EXTRACTED RECORDS:
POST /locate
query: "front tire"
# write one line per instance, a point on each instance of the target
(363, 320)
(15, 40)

YOUR INSTRUCTIONS: Return the full listing exactly as written.

WRITTEN SOLUTION:
POST /locate
query: "front tire"
# write one line per instance, a point on each instance of the target
(363, 320)
(15, 40)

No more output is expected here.